■ TASK ■
Using the records that follow, copy every line containing the word "slice".

___ EXTRACTED ENTRIES ___

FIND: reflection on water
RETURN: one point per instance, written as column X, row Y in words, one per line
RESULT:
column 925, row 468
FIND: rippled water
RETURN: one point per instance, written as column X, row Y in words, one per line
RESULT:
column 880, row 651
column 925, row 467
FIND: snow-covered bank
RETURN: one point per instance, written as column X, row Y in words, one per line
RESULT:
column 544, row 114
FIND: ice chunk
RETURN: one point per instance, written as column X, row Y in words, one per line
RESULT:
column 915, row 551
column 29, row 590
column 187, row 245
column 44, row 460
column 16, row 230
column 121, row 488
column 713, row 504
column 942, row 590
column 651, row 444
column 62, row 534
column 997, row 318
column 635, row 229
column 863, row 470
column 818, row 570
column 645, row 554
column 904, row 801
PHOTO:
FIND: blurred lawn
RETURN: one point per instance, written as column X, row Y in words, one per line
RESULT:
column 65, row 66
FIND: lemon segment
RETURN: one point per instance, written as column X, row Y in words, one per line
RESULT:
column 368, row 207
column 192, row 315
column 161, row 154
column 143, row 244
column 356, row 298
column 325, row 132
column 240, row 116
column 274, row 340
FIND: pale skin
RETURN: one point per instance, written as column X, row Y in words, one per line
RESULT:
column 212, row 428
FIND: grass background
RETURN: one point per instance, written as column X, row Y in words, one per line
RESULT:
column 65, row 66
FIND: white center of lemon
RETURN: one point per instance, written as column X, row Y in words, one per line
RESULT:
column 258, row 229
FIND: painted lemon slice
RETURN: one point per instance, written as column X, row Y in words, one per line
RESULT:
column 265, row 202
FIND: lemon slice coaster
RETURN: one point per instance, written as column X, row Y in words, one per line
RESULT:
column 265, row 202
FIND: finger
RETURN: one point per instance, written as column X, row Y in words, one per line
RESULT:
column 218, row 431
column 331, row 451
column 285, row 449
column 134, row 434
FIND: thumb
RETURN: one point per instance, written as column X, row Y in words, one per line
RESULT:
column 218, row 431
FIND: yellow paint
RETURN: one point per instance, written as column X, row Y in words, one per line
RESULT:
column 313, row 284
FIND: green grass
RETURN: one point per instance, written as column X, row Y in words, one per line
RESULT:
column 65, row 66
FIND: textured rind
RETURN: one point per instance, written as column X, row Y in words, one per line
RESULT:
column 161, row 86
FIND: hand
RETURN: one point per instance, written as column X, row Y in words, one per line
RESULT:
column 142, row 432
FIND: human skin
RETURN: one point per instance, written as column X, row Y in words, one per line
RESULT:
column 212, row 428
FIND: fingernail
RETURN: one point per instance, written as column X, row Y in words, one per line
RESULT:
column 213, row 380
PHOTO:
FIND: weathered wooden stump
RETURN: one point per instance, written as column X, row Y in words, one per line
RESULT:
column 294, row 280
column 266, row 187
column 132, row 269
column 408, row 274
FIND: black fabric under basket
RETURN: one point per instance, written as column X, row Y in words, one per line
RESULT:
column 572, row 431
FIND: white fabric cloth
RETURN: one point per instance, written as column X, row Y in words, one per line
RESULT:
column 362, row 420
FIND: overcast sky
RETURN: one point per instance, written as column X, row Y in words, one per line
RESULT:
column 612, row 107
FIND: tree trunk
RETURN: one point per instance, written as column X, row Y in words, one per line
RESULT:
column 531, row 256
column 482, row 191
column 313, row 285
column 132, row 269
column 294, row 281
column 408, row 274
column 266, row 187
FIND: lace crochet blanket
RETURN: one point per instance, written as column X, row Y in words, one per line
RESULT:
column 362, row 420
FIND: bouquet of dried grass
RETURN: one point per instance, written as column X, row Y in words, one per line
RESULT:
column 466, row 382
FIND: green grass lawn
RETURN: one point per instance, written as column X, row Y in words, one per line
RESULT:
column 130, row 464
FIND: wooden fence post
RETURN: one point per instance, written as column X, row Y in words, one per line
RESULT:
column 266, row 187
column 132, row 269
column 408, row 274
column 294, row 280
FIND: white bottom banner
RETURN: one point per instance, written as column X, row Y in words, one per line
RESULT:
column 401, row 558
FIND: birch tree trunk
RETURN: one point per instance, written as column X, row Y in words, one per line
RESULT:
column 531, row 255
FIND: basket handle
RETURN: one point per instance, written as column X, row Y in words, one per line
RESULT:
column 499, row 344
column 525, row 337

___

■ RESPONSE AREA ■
FIND: painted lemon slice
FIND: lemon slice coaster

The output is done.